- [Written problem]:
Using the childhood "silver lining" text, say whether each statement agrees with it, answering yes or no and quoting the deciding words. (a) The narrator's mother taught at the narrator's school. (b) The narrator apologized for taking the candy bar from Kenny's store. (c) The narrator wanted to be an Indian at age 12.
── Text block ──
When I was 8 a girl on the playground called me “nigger lips”. I was sad about that.
Silver Lining: Big boys like big lips. Who knew?
When I was 9 I stole a pretty, polished rock from a school display and my mother, who taught in my school, and totally knew I did not “find it on the way home underneath a fern on the side of the driveway, where there was also, hiding, a cute little baby rabbit that I left there because I know it is wrong to take baby animals away from their moms” made me take it back and issue a formal apology. That made me embarrassed and sad.
Silver Lining: When I was 10 I stole a candy bar from Kenny’s store but I felt so guilty I put it back so I learned a valuable lesson (I did not issue an apology, however, so some of the lesson may have been lost)
When I was 12 my best (only) friend dropped me like a hot potato to become part of the popular crowd and I was all like, I have no friends, and that made me sad.
Silver Lining: So my Mom said carry a book with you and you will always look like it doesn’t bother you that no one is sitting with you and now I am an excellent reader. (is that still sad?)
When I was 10 (I forgot one) I wanted to be an Indian more than anything. A Boy Indian. But I couldn’t be because I was an evil white child whose ancestors stole land and were mean to the awesome Indians. And that made me sad.
Silver Lining: But then I grew up and met a real Indian and she offered to adopt me into her tribe. She couldn’t make me a boy but that’s okay because now it is the 21rst century and if I want I can still act like a boy. Except the whole writing my name in pee in the snow thing. I’ll have to give that fantasy up.
RELEVANT NOTE: I’ve pretty much blocked out the year I was 13.
───
── Material ──
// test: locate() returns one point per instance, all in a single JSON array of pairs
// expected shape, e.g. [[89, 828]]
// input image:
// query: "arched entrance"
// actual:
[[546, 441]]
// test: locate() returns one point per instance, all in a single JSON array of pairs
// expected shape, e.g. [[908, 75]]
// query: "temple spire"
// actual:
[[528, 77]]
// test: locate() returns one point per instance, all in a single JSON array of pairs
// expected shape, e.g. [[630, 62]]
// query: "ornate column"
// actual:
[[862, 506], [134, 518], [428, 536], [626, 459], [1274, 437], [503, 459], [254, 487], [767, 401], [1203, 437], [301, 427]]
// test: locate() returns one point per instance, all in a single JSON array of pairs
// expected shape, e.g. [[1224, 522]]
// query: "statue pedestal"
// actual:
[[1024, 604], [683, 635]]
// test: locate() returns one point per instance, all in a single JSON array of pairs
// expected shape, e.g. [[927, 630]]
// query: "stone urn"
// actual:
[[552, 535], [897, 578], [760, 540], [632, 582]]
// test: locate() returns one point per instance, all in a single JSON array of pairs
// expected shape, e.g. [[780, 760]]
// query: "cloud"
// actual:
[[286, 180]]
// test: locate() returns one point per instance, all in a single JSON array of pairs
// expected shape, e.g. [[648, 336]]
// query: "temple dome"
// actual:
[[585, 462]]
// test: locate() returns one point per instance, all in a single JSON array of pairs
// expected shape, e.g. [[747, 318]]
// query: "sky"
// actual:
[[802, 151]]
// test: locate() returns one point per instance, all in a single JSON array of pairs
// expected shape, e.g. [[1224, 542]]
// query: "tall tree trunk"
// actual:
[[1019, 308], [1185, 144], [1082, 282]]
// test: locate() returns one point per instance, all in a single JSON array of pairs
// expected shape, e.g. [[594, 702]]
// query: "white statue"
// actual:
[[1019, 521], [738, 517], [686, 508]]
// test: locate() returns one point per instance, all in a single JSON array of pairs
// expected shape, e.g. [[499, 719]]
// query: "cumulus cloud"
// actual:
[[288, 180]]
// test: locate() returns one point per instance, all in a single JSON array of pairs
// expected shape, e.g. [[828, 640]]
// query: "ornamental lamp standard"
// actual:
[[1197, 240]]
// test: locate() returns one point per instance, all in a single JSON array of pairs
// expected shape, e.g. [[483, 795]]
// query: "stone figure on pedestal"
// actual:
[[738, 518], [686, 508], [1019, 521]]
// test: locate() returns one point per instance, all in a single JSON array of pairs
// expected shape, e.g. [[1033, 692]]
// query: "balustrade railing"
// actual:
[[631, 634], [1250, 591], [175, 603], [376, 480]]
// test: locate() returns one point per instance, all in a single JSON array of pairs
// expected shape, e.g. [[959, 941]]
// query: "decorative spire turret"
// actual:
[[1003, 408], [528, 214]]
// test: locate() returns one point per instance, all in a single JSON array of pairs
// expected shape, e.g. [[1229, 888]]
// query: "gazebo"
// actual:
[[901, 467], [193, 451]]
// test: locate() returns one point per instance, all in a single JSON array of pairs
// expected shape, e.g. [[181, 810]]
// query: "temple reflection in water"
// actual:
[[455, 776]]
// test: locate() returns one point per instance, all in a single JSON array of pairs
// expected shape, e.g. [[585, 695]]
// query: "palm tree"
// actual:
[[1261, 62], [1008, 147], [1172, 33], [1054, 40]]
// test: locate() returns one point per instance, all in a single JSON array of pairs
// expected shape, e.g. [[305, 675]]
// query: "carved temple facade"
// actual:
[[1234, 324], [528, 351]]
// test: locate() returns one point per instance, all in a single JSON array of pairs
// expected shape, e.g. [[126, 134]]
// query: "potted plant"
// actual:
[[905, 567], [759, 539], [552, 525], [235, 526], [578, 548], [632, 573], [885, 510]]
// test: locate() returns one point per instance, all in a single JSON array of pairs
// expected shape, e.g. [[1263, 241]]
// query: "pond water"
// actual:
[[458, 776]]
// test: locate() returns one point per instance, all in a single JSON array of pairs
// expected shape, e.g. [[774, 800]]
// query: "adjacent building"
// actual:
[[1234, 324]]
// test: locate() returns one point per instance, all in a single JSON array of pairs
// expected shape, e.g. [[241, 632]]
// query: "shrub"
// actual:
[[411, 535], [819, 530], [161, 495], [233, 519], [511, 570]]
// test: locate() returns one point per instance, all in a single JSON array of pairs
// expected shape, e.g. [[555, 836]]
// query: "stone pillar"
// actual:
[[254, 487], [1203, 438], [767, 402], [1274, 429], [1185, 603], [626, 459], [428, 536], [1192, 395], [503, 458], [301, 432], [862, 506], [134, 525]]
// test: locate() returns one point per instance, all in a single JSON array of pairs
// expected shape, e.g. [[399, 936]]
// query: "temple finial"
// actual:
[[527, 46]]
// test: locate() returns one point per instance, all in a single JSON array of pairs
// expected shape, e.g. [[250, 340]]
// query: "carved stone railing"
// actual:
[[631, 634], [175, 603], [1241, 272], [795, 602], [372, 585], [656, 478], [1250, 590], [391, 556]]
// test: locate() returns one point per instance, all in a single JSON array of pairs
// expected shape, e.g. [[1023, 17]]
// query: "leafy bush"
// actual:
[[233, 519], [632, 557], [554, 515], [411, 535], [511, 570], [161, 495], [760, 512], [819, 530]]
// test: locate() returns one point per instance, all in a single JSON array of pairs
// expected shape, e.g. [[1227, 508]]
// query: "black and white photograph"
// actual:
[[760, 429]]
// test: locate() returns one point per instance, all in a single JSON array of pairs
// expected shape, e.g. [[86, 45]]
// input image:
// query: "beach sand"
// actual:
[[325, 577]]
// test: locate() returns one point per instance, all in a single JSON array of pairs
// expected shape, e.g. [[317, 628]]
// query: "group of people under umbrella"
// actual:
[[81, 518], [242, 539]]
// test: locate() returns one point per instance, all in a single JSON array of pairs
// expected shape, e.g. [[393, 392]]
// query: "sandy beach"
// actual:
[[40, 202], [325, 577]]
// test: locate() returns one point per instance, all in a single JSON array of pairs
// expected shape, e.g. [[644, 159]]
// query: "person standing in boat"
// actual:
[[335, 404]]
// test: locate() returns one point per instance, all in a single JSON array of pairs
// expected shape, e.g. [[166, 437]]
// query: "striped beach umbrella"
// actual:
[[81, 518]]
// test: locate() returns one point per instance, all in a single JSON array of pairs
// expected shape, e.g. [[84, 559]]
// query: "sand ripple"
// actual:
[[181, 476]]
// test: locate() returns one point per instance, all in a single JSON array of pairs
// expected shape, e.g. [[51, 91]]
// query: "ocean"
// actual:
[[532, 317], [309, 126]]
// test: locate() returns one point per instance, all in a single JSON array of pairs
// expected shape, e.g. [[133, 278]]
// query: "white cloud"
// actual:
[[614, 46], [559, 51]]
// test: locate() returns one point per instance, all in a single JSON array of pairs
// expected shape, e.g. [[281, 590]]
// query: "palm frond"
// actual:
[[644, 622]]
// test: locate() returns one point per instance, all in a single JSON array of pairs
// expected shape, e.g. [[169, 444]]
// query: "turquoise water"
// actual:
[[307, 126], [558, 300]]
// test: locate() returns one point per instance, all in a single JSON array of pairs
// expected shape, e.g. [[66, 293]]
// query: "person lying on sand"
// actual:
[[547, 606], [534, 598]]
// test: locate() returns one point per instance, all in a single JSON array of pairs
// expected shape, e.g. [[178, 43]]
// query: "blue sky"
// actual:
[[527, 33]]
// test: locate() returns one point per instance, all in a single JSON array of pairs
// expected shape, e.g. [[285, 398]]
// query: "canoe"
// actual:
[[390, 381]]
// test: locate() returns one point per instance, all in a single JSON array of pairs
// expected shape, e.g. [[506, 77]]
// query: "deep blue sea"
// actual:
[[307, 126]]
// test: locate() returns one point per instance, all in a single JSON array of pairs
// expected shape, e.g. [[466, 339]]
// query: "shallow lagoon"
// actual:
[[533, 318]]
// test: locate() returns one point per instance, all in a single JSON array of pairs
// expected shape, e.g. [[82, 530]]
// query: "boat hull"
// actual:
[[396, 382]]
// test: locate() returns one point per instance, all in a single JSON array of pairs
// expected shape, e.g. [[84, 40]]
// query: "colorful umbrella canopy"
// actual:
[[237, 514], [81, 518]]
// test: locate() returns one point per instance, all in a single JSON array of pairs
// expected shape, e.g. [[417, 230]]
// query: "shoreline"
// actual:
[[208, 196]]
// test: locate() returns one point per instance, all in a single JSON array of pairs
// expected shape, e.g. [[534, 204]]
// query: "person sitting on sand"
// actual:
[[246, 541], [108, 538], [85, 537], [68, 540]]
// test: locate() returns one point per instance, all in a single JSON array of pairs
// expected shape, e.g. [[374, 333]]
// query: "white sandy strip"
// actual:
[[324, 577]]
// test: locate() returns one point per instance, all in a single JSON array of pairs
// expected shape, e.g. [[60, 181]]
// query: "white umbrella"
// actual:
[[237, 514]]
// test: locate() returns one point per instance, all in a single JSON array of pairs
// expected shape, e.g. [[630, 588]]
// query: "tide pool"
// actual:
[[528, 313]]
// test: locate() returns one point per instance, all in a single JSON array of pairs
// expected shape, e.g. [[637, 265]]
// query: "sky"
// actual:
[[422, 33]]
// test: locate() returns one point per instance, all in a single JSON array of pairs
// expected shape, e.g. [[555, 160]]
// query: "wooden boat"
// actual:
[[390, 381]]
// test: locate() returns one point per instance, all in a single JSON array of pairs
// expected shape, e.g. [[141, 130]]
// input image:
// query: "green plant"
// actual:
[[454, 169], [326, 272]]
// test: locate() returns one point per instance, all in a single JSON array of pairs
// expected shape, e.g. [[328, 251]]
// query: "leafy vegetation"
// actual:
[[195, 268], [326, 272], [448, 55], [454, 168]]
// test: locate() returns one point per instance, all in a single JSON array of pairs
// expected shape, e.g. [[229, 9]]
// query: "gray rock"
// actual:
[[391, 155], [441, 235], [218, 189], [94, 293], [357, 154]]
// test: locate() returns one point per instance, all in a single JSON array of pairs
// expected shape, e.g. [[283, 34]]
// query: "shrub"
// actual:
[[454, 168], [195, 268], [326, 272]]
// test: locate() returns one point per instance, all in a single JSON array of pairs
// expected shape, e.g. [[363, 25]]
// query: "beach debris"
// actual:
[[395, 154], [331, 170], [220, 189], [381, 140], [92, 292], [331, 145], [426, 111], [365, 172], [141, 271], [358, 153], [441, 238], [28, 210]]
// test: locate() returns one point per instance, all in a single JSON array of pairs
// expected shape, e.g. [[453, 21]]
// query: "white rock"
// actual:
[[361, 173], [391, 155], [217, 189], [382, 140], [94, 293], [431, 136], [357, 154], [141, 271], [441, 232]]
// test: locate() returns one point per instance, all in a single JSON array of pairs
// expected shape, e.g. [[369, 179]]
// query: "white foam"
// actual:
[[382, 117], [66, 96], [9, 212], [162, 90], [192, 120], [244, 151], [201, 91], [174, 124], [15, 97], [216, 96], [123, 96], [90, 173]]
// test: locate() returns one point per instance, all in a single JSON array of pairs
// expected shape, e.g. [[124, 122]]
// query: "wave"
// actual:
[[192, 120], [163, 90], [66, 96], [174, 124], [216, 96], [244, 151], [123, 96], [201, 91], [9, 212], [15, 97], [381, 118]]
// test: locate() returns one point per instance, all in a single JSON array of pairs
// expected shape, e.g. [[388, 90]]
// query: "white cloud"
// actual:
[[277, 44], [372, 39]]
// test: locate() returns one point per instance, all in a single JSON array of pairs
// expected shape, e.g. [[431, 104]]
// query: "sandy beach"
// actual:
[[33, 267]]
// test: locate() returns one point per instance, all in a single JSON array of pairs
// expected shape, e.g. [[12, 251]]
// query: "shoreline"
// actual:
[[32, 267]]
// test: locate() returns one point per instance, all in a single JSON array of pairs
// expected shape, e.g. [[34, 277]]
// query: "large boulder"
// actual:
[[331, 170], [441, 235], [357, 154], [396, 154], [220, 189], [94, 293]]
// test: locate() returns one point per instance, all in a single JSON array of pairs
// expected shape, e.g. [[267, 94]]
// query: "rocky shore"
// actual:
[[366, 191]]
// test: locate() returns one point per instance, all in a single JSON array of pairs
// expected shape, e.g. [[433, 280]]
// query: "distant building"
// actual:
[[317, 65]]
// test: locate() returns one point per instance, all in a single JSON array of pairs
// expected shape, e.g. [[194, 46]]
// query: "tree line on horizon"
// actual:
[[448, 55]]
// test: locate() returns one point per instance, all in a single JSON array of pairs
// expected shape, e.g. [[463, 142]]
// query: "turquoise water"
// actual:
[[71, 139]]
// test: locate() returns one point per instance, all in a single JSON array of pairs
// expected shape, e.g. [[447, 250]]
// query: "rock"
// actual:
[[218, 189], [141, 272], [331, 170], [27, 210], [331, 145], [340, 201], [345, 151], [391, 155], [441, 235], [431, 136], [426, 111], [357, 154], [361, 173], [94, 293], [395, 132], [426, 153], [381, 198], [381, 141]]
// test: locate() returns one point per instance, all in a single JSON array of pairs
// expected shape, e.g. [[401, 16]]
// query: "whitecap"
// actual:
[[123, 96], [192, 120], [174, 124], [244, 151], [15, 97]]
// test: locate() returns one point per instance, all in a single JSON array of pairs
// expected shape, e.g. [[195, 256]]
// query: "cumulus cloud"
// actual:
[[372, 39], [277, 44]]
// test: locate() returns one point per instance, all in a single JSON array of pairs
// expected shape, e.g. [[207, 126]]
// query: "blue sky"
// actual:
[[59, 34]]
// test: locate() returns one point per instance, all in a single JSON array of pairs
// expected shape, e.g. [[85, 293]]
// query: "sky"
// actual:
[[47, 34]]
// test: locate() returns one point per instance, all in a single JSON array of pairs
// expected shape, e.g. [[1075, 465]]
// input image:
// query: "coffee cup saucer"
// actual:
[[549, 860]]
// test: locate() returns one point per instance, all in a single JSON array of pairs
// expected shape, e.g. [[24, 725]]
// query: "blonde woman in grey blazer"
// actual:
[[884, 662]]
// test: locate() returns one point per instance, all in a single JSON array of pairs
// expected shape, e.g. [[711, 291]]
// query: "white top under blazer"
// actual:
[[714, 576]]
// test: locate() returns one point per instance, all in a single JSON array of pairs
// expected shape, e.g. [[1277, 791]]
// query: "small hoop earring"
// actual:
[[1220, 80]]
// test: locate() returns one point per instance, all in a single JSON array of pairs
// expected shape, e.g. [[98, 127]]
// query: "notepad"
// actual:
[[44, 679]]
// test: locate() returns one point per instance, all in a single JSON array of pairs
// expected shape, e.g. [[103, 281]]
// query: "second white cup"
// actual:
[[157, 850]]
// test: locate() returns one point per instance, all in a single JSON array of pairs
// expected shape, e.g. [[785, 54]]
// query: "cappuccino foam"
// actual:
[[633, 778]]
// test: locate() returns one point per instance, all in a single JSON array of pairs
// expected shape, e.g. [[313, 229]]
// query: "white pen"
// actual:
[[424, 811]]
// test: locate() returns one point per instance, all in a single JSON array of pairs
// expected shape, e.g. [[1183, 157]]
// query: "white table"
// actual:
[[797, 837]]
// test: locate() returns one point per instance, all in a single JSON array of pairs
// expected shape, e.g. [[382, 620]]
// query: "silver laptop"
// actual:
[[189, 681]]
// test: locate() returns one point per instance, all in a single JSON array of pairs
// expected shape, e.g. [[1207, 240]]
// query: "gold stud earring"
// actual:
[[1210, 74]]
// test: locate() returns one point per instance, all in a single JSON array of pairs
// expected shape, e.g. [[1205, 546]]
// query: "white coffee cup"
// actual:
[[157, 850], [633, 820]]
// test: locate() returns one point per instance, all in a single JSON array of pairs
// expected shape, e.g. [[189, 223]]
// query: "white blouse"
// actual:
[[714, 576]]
───
- [Output for this task]:
(a) Yes: "my mother, who taught in my school"
(b) No: "I did not issue an apology, however"
(c) No: "When I was 10 (I forgot one) I wanted to be an Indian more than anything."